Print only the line with "where the clear" and the lines after it, ending with the last line of the material, each exactly as it stands.

[Records from a data source]
+++++
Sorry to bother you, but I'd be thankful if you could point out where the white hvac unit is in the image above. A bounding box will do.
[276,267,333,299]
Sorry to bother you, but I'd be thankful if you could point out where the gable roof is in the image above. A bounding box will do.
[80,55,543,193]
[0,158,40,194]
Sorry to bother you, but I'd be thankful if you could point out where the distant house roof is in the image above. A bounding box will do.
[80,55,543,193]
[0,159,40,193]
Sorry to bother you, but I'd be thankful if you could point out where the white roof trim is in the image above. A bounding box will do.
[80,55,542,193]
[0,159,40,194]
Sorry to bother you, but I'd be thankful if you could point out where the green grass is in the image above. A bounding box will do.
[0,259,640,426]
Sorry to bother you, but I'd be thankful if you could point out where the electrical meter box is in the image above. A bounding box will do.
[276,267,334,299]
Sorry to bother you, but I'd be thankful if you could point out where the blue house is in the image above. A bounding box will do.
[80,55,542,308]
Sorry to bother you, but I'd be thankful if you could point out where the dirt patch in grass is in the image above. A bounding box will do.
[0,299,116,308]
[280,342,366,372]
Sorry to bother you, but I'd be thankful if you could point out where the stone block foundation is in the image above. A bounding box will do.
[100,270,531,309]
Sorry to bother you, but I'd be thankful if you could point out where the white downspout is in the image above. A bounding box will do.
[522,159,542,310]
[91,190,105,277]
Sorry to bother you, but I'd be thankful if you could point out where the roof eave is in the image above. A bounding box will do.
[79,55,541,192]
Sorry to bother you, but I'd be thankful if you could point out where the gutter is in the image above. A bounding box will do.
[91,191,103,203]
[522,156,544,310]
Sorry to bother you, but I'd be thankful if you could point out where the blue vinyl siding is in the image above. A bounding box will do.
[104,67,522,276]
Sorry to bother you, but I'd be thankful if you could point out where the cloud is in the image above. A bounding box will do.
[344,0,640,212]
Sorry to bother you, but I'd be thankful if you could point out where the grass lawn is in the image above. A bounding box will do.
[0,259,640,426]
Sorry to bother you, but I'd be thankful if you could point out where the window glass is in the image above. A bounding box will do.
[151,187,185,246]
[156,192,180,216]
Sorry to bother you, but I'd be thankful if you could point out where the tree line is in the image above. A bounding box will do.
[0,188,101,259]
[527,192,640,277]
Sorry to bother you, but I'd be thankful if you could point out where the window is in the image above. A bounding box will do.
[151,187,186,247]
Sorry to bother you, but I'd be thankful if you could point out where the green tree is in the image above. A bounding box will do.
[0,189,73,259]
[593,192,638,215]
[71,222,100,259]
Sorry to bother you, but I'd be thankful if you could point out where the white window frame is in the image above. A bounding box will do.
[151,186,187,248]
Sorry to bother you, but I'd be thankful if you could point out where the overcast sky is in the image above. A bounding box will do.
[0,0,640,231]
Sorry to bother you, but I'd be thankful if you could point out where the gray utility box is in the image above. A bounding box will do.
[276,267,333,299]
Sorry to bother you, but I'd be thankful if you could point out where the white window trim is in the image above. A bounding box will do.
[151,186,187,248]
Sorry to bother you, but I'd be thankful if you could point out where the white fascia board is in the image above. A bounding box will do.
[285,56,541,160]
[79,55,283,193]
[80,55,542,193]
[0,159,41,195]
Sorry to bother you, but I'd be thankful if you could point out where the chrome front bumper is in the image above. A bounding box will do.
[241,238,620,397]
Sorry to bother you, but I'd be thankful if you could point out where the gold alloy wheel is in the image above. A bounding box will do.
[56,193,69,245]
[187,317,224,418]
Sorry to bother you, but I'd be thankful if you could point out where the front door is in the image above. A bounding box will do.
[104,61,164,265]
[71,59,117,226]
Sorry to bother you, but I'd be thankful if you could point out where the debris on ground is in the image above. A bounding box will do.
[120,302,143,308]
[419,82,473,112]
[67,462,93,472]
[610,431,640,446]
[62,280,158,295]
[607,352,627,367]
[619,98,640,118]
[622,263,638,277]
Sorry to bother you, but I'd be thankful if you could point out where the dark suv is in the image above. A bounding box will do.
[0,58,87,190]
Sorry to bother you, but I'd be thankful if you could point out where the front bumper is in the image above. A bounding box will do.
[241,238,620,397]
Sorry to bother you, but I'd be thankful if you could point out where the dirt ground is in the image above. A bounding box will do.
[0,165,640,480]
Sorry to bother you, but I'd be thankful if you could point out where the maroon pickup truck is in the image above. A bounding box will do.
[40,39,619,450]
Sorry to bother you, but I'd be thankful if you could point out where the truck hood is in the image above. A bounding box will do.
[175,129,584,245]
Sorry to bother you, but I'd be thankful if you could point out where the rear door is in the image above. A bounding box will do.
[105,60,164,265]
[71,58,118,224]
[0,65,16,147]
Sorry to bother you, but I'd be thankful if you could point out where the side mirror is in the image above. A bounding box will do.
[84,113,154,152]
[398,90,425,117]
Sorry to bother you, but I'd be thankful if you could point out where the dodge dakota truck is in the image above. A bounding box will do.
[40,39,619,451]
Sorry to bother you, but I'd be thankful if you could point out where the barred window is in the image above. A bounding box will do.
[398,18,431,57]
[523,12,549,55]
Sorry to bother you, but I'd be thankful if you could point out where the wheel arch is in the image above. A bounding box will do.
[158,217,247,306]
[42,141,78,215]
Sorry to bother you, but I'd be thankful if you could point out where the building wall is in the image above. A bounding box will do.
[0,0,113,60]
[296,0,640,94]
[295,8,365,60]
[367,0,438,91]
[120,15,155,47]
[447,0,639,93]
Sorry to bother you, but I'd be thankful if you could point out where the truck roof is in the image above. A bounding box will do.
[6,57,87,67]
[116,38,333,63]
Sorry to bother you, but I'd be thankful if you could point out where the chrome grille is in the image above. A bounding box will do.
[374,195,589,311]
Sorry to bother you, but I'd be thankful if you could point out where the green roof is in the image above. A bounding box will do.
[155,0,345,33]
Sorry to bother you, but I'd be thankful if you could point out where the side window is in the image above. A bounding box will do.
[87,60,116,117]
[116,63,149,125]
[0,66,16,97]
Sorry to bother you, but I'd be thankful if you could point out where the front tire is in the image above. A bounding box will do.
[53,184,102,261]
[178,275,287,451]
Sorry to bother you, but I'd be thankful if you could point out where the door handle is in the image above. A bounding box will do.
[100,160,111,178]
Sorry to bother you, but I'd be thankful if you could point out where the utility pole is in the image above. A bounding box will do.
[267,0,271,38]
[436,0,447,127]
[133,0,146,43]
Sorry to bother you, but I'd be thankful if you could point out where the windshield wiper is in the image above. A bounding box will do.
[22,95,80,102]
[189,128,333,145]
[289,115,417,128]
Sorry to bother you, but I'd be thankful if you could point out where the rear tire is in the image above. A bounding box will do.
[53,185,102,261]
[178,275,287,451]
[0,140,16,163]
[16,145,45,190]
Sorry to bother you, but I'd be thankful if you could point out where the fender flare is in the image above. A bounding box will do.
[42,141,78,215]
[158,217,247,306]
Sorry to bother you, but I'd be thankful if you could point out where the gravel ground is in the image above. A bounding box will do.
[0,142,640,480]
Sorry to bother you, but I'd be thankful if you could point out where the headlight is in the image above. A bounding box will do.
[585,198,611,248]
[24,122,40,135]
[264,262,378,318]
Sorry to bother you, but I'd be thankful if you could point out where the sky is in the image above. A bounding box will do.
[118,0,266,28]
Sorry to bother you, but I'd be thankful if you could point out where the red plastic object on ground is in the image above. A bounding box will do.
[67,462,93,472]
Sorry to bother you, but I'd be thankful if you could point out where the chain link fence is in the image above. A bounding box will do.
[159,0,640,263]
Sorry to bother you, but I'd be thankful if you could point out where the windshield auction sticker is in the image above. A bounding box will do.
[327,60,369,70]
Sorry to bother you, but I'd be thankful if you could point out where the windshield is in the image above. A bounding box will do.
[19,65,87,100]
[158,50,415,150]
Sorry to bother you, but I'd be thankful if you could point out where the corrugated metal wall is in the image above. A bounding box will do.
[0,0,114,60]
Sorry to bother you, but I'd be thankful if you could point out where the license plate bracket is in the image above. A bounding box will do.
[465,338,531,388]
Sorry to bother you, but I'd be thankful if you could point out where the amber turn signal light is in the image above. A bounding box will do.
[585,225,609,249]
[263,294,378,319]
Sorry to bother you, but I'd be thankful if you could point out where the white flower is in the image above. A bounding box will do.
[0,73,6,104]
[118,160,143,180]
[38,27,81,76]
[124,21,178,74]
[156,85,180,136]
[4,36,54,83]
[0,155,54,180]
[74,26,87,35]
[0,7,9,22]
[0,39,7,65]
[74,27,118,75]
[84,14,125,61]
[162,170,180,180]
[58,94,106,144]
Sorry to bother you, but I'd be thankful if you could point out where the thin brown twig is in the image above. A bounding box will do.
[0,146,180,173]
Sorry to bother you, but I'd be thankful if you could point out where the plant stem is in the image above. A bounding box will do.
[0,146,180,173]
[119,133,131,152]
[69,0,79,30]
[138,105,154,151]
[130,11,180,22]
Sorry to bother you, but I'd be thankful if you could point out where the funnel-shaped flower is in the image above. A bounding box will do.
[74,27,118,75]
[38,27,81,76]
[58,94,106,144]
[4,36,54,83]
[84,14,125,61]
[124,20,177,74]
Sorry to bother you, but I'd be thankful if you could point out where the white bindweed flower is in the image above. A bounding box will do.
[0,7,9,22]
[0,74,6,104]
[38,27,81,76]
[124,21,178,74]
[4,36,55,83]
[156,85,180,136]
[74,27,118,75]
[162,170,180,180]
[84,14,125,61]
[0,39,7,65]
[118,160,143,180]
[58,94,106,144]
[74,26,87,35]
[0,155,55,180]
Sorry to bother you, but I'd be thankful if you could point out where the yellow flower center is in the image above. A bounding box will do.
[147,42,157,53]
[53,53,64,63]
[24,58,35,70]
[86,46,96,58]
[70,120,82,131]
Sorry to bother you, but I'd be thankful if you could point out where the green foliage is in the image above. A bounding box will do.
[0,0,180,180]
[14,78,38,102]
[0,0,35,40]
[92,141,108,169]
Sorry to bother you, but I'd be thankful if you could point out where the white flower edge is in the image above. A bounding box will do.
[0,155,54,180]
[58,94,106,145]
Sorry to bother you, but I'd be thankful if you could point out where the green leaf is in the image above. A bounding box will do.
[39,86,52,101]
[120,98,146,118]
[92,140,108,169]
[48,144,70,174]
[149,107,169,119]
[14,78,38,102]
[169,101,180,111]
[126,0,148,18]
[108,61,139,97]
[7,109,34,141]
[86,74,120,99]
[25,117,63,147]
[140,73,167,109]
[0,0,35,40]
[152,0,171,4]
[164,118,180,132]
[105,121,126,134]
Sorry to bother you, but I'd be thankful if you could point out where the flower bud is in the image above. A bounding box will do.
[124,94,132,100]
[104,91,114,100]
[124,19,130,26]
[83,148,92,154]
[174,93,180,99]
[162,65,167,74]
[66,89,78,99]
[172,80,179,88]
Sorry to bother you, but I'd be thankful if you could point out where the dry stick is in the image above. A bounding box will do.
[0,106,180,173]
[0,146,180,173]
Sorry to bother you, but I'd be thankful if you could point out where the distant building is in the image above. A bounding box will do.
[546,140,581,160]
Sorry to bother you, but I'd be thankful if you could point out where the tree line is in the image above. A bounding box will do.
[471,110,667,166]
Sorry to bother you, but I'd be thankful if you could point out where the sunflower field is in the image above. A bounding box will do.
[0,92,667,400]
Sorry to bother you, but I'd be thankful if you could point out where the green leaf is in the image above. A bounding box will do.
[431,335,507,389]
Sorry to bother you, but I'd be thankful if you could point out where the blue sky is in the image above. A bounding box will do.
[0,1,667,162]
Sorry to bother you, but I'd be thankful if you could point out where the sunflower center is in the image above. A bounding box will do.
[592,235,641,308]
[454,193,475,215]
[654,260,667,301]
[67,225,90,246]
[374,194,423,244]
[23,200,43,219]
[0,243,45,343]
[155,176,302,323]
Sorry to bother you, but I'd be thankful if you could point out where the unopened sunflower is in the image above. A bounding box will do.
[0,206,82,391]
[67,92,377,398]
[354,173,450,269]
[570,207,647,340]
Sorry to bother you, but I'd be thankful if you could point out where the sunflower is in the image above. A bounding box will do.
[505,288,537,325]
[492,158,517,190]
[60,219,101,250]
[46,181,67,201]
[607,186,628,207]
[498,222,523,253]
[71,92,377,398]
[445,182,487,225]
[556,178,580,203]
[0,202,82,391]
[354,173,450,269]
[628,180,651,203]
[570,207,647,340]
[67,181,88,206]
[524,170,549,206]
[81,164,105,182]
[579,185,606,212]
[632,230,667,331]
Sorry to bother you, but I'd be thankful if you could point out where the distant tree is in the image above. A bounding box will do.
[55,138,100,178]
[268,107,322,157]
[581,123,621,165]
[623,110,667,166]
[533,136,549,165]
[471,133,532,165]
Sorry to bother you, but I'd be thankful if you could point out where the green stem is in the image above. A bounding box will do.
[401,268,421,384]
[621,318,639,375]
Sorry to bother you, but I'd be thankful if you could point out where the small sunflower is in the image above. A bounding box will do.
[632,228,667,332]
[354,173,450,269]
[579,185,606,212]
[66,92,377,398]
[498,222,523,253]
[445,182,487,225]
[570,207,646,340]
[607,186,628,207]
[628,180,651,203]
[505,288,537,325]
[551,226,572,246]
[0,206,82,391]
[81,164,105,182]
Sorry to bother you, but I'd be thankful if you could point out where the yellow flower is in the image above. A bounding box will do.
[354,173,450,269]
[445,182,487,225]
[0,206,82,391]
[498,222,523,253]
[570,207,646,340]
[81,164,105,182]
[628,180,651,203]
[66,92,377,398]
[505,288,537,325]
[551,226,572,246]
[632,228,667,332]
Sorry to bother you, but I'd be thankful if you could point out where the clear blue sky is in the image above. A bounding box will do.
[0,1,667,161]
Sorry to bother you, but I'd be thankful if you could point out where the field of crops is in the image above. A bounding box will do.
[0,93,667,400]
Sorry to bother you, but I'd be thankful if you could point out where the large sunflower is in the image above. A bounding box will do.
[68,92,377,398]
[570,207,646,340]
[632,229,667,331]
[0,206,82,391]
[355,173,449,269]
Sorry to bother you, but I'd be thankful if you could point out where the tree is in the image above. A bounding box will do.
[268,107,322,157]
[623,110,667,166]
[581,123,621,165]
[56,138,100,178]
+++++
Output of the task
Sorry to bother you, but I'd be thankful if you could point out where the clear blue sky is in the image above. A bounding box will do.
[0,1,667,161]
Sorry to bother you, but I'd be thankful if you could point out where the field of crops is in the image above. A bounding box will do.
[0,93,667,400]
Sorry to bother you, but I'd be thankful if you could point out where the large sunflower is in the image above. A bounding box will do.
[68,92,377,398]
[570,207,646,340]
[632,229,667,331]
[0,206,82,391]
[355,173,449,269]
Sorry to bother you, but I'd be thankful if you could point out where the tree is in the image above. A bounding box will do.
[268,107,322,157]
[623,110,667,166]
[581,123,621,165]
[56,138,100,178]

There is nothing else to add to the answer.